Problem requirements: Wherever the word "serving" appears in a line of the records, copy that line.

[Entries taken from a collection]
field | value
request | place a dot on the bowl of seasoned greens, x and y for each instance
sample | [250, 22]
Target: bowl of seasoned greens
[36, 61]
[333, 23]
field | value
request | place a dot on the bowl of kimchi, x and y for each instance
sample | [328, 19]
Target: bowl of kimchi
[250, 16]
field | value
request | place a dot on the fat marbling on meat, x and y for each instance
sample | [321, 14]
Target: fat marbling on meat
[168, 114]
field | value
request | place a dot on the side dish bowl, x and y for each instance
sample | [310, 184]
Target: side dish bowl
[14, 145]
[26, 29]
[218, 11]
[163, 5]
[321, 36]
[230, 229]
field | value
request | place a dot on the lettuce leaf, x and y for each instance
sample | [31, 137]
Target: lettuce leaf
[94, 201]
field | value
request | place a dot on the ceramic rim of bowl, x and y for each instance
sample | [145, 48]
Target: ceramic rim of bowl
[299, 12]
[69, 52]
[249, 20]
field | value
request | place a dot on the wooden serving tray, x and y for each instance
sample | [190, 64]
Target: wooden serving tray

==

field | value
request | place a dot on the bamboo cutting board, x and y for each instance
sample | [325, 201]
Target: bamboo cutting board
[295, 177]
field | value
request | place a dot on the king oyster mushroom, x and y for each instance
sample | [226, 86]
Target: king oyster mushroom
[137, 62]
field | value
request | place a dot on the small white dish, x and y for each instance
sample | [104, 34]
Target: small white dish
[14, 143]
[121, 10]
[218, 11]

Finished exercise:
request | place a dot on the wooden serving tray, x and y for each instance
Target: wooden serving tray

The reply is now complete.